What to produce:
Copy the entries starting at the first line and ending at the line containing "Trace every instance of the white wooden", changing "query phrase" to "search phrase" and leaving everything else untouched.

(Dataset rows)
■ ■ ■ ■ ■

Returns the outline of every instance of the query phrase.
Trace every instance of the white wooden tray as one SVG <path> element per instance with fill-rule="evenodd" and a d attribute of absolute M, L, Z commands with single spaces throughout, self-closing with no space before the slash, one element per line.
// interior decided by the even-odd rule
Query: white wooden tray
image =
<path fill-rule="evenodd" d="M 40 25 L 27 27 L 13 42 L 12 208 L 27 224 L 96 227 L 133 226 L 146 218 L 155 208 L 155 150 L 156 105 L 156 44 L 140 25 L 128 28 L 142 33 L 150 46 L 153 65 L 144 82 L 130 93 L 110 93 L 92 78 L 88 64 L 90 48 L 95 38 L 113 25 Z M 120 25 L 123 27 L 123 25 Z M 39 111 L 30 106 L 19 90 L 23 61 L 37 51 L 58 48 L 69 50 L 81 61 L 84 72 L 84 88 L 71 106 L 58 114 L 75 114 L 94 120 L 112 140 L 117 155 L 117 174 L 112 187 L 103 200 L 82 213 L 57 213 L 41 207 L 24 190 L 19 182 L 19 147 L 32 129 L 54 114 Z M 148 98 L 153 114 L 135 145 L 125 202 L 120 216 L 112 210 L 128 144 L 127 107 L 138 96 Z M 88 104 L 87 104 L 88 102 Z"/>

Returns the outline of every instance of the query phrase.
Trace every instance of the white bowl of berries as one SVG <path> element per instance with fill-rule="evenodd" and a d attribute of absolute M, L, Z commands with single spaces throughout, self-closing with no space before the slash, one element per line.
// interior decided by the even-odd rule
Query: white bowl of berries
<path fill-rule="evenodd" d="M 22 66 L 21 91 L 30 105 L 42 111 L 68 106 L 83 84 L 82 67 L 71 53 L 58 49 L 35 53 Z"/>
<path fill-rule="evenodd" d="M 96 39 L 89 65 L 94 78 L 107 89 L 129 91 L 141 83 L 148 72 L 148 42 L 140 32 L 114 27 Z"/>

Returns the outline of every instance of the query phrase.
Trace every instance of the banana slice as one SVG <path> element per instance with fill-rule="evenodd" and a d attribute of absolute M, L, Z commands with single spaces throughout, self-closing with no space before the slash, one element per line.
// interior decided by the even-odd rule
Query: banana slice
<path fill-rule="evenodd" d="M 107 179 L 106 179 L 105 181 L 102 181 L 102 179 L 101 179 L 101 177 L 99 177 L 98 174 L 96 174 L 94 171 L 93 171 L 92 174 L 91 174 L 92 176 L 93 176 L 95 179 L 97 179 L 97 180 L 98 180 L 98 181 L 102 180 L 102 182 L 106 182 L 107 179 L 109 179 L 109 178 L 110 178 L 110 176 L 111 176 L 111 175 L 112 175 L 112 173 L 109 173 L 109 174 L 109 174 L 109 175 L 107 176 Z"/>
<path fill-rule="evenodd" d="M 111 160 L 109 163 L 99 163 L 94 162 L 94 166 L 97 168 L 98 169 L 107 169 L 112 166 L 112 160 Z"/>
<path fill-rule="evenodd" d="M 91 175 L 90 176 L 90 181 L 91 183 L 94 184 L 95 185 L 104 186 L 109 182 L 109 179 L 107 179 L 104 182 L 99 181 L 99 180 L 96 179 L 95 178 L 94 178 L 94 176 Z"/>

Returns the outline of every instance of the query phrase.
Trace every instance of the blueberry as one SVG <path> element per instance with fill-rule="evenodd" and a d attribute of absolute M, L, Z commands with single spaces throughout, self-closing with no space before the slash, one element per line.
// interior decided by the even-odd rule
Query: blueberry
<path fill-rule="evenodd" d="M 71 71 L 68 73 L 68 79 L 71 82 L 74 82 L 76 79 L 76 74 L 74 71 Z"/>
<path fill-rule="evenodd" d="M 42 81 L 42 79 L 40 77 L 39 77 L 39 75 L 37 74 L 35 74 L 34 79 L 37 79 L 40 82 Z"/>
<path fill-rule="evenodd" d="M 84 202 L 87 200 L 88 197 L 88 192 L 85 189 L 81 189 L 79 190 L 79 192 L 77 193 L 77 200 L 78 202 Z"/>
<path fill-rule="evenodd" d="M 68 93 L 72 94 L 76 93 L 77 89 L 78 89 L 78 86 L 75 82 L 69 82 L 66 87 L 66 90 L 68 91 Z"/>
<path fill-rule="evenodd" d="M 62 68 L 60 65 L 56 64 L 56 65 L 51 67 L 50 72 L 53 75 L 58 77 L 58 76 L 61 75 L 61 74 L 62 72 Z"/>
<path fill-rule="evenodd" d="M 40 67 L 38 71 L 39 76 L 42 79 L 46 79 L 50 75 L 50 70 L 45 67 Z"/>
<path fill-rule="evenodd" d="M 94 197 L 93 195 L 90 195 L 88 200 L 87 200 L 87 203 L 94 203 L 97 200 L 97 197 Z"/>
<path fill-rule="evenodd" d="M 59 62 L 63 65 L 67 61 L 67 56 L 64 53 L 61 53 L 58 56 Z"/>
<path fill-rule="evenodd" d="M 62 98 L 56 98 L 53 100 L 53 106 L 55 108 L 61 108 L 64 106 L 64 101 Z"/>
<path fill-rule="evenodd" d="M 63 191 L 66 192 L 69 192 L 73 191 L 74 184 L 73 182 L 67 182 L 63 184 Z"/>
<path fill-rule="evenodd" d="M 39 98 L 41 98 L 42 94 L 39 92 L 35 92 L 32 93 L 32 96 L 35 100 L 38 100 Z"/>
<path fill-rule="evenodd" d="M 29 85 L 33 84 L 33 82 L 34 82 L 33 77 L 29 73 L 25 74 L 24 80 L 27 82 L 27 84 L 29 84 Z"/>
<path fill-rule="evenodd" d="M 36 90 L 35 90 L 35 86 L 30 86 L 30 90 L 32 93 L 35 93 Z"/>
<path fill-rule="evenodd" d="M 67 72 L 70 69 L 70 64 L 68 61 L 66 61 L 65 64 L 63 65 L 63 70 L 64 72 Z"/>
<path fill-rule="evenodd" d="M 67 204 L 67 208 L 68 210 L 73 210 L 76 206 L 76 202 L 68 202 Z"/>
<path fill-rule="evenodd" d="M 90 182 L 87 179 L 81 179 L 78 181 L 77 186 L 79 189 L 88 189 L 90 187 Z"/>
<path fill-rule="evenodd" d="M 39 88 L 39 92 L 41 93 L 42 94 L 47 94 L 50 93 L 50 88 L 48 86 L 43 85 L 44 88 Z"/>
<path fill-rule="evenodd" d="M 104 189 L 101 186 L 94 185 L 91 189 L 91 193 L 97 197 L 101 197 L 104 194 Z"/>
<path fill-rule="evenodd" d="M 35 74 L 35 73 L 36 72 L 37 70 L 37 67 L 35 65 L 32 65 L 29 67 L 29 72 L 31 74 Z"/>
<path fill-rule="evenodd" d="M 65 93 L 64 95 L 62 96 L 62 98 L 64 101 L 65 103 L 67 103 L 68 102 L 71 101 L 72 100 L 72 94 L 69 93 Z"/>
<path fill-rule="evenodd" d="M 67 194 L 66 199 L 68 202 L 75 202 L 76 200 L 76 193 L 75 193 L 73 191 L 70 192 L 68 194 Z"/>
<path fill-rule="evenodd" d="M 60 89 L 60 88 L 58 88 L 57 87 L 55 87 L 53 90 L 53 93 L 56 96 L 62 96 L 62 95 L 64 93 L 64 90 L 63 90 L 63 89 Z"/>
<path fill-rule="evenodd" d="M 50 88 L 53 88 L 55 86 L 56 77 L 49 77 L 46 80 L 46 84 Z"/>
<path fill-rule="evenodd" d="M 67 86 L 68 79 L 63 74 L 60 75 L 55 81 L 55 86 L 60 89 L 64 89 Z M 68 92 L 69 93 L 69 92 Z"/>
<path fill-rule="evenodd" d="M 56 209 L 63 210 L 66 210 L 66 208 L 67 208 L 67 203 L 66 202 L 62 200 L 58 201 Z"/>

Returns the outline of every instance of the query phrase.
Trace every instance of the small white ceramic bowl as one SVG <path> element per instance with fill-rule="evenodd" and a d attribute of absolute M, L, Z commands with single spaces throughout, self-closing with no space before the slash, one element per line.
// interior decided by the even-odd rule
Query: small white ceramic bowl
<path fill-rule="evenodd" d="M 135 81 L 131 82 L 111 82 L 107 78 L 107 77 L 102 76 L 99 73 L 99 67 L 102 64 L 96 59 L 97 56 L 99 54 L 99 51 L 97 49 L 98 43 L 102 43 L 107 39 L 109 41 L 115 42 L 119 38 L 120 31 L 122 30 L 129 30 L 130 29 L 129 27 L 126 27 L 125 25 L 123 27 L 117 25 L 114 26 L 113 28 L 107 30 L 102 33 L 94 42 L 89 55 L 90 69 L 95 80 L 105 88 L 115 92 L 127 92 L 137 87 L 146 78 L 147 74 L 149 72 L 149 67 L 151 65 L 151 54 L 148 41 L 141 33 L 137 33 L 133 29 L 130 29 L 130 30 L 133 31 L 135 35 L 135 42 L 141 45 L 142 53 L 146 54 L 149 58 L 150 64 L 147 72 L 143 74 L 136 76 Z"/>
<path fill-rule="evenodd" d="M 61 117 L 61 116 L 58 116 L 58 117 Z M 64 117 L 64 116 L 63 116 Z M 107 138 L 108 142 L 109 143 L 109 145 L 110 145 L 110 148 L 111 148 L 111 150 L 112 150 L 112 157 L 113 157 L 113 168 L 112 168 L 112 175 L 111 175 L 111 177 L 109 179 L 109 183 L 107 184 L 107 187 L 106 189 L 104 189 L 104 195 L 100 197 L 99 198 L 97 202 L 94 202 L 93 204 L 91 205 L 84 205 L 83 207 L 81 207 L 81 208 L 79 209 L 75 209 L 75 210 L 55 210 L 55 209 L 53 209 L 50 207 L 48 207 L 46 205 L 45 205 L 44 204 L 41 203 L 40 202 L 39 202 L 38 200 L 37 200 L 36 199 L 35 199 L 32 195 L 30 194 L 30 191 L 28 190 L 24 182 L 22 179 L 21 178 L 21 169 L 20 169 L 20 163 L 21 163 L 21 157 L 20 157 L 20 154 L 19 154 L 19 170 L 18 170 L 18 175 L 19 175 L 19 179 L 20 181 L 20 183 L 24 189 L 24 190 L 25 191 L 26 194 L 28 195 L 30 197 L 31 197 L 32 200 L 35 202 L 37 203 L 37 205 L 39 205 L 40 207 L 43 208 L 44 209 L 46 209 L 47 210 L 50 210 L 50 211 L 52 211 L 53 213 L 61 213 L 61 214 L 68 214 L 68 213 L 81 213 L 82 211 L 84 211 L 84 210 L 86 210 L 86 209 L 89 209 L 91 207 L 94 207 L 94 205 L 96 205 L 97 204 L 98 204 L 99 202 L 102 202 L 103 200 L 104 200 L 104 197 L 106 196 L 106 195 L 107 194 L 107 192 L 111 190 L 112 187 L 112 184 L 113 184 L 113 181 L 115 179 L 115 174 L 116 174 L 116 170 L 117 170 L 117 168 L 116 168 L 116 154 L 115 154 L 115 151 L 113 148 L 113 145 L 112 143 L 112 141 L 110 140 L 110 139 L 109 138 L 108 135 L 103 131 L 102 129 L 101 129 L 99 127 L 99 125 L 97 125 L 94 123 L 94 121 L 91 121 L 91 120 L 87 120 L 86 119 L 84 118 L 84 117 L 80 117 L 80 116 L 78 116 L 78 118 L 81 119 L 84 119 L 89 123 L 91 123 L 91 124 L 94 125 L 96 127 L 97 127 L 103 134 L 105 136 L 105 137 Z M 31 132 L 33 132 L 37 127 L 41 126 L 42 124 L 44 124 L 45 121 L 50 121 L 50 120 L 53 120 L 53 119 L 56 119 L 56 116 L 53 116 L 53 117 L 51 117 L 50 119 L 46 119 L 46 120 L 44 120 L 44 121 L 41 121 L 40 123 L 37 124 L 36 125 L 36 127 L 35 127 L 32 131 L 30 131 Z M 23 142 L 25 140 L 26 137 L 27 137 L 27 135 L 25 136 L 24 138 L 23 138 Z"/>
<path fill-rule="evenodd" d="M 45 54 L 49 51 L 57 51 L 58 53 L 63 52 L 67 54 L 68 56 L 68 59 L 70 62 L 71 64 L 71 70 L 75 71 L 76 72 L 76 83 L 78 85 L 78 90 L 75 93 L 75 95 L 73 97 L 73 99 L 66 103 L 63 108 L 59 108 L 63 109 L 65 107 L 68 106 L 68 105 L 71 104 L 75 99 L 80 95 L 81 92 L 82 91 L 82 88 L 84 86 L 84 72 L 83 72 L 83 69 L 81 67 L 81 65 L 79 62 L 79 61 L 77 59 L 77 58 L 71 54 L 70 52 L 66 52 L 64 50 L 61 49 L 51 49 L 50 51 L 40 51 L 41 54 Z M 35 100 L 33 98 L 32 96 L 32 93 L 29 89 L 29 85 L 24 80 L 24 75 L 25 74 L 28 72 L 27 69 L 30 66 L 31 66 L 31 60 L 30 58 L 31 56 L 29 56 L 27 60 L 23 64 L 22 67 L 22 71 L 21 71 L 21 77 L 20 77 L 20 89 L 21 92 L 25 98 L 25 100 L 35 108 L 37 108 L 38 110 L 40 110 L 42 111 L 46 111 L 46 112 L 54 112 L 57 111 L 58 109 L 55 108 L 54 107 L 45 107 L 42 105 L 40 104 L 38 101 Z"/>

■ ■ ■ ■ ■

Task solution:
Returns the outline of every instance of the search phrase.
Trace every instance of the white wooden tray as one SVG <path> element per instance with fill-rule="evenodd" and a d attribute of absolute M, L, Z commands with single spaces throughout, self-closing with no space before the slash, one element per line.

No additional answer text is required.